_Passage shown_:
::::

Hello everyone, my name is Jeff Mehrer. I’m Panduit’s Director of Marketing Solutions for Global Construction with 20 years’ experience in the industry. Today I would like to talk about North America’s 2014 construction outlook for the non-residential construction market. In future blog posts, I will be providing guest commentary on different global construction topics geared towards specific vertical markets, such as shipbuilding and oil & gas.
There are several companies out there with fancy algorithms and software predicting where the commercial/industrial construction market is headed in 2014. For me to holistically choose one over the other is like predicting the winning lottery numbers. However, what I can provide to you are some of the more interesting points that I have found throughout my research on this topic:
- Because design activity generally leads construction activity by 9 to 12 months, Kermit Baker, Chief Economist with American Institute of Architects, points to the pronounced upward trend in architecture billings over the past year as an indication of construction growth in the coming year. In fact, architecture billings are showing their strongest growth since the recession began.
- The United States will attract more new industrial construction in 2014 than over the past few decades. McGraw Hill Construction is looking for an 8% increase in the construction of manufacturing buildings to $14.9 billion.
- The AIA is projecting a continuation of the Commercial/Industrial recovery in 2014 (+11.5% & +6.3% respectively), and Institutional recovery begins (+5.6%).
- McGraw Hill Construction also projects that warehouse and hotel construction will again lead commercial building activity in 2014 as improving market fundamentals and more readily available construction and development lending should fund more commercial development activity next year.

::::

_Data provided_:

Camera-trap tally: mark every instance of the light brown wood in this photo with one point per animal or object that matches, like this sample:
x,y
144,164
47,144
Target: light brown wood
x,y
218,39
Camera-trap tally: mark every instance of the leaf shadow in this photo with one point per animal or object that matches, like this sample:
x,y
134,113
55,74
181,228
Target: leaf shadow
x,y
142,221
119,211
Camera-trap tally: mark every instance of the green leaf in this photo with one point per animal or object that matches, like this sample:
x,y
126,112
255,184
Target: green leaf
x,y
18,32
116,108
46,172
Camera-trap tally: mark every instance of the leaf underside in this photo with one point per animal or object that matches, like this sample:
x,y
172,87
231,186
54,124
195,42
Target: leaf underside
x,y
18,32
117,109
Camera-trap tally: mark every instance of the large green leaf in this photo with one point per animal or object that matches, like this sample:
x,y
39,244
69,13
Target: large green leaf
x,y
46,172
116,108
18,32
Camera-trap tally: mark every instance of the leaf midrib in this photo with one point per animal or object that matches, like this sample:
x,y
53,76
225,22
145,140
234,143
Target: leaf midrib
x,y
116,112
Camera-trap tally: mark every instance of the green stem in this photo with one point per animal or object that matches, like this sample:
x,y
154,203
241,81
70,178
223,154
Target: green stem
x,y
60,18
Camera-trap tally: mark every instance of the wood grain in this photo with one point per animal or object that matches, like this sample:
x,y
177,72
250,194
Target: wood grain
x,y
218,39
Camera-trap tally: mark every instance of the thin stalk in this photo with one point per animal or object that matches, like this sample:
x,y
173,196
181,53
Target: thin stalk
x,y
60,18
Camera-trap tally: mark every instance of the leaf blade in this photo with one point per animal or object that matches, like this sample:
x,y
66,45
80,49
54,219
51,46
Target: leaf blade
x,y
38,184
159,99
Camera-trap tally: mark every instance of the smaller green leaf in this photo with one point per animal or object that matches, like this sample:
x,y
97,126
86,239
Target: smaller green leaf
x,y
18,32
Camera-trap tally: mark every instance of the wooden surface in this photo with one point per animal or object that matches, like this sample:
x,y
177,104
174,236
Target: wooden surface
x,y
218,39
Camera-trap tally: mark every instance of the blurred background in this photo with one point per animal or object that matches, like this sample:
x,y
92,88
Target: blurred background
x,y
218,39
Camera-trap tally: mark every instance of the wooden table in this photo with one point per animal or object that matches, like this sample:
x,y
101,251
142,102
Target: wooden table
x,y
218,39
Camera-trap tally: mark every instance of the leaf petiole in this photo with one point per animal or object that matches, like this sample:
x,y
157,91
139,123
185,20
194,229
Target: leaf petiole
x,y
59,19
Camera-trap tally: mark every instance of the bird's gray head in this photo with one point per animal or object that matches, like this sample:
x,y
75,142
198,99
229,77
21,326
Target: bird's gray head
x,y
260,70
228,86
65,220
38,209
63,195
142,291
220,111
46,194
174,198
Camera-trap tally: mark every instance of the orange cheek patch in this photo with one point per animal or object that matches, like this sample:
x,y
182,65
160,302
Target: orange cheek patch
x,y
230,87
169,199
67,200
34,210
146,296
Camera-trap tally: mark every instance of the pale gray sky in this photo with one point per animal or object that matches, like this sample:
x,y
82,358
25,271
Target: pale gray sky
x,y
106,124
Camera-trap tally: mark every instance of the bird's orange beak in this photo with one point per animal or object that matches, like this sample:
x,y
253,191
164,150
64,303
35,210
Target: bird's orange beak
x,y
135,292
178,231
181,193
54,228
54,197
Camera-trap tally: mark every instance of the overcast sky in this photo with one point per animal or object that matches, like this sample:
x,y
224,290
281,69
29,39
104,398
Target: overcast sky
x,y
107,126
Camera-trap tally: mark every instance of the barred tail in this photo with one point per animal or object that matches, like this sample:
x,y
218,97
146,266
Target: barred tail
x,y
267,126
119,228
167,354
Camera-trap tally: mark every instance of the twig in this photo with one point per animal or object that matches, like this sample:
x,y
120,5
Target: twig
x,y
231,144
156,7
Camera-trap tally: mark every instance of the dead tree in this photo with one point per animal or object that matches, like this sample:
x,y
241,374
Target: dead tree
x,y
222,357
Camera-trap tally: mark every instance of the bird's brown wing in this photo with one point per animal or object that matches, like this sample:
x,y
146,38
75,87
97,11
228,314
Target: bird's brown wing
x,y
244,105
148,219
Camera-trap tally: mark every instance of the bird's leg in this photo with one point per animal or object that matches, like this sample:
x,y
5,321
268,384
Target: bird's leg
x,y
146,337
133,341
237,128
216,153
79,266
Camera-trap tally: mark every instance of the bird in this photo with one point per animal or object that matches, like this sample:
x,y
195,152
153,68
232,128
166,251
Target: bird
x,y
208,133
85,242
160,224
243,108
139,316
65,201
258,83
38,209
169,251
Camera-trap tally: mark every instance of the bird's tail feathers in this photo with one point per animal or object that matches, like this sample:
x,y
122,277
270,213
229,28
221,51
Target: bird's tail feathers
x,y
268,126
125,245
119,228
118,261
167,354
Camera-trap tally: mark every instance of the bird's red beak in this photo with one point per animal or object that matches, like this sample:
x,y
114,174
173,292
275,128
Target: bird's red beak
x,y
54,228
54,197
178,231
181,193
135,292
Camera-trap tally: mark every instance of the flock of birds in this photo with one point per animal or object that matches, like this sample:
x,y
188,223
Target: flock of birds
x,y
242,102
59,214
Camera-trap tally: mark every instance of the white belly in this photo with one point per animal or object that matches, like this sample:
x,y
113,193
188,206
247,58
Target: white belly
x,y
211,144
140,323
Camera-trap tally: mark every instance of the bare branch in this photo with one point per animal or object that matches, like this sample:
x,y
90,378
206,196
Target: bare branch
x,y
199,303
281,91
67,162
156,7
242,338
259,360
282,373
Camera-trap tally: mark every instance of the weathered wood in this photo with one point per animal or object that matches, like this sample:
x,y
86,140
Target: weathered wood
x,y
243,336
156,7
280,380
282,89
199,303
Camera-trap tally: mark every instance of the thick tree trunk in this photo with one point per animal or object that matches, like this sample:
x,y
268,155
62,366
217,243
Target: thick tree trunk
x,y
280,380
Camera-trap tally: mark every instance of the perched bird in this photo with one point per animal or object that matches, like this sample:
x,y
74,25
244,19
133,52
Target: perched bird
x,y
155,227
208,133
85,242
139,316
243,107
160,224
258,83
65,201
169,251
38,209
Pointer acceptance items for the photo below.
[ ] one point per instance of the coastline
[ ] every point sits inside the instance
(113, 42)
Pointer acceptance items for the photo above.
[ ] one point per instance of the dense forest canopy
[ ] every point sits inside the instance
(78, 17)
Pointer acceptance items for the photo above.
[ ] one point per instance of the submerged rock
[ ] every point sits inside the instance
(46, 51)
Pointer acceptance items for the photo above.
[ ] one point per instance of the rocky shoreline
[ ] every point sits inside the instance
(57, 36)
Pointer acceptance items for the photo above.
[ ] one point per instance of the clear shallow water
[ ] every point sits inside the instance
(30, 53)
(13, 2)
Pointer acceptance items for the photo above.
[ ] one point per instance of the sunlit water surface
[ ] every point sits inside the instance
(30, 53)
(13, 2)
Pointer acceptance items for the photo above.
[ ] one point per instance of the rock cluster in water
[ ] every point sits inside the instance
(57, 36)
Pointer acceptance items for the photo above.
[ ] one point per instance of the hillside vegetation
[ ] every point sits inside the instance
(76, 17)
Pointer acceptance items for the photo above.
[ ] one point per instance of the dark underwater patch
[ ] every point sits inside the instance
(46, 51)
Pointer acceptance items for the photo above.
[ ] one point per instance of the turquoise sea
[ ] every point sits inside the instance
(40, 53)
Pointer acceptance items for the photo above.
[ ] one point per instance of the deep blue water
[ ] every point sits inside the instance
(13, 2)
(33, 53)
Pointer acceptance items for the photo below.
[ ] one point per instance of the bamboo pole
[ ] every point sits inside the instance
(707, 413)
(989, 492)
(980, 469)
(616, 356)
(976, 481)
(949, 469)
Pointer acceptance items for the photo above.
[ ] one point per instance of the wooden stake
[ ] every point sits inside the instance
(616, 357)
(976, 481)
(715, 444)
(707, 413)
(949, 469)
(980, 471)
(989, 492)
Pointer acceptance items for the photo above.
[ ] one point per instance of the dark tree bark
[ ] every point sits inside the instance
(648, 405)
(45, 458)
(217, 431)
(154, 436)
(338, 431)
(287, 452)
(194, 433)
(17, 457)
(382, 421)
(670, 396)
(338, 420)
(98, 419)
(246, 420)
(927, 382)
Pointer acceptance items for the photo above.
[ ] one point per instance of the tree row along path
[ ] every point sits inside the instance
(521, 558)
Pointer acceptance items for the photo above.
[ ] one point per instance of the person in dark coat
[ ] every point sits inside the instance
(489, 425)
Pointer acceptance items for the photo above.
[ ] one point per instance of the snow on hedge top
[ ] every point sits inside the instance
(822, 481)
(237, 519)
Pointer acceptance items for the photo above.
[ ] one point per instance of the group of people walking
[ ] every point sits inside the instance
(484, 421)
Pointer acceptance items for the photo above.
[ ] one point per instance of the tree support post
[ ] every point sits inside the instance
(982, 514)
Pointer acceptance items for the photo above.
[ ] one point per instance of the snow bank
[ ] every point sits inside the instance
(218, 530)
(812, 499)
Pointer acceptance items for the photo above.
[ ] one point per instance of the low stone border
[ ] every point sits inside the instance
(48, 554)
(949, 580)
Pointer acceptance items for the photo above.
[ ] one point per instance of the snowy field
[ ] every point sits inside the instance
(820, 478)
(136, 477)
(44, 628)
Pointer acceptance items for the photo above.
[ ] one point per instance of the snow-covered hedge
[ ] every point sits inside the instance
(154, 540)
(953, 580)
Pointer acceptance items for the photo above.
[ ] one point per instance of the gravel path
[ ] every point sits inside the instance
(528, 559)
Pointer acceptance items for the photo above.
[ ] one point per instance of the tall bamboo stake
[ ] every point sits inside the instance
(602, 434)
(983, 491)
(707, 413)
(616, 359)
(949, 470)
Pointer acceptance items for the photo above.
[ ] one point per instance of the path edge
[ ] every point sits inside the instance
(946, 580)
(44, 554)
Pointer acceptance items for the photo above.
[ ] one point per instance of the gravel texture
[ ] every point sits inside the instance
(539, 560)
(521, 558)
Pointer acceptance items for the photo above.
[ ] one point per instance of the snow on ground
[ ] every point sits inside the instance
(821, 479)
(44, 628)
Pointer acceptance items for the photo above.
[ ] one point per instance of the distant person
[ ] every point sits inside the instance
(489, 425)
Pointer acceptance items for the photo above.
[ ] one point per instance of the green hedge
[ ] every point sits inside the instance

::::

_Exercise instructions_:
1/ In the 2014 construction outlook passage, what increase does McGraw Hill Construction expect in the construction of manufacturing buildings?
2/ Resume the 2014 construction outlook passage after its final bullet point.
The rows come from a separate source unrelated to the passage.

_Expected outputs_:
1/ An 8% increase, to $14.9 billion.

2/
- With the expected recovery of the automotive industry and ongoing shale oil and gas exploration and mining, several experts predict that the 2014 construction outlook in the manufacturing sector is geared for growth. In fact, the exploration and mining of shale oil and gas generates a lot of construction growth opportunity. Specifically, these opportunities will be seen in the areas of LNG export terminals, fueling stations, petrochemical, power and steel plants
- Due to the unknowns surrounding the Affordable Healthcare Act, healthcare construction will remain somewhat flat. The experts agree that the types of facilities being built will be a mix of standalone emergency care, outpatient surgery and urgent care centers
- Other risks that could limit 2014 construction growth:
- Uncertainty surrounding the federal budget and debt ceiling;
- Expected sharp cuts to federal government spending in the near future
- Energy and oil costs
Despite the differing numbers from one source to another, the data above will lead you down the path of 2014 being a year of solid progression in the construction market. Yes, economic uncertainty still looms, and that does have some potential market makers lightly pulling back the reins. However, a lot of that uncertainty is centered around the results of actions coming out of our nation’s capital. The mid-term elections should keep both sides closer to the center aisle, hopefully limiting any potential drag from sharp legislation through November.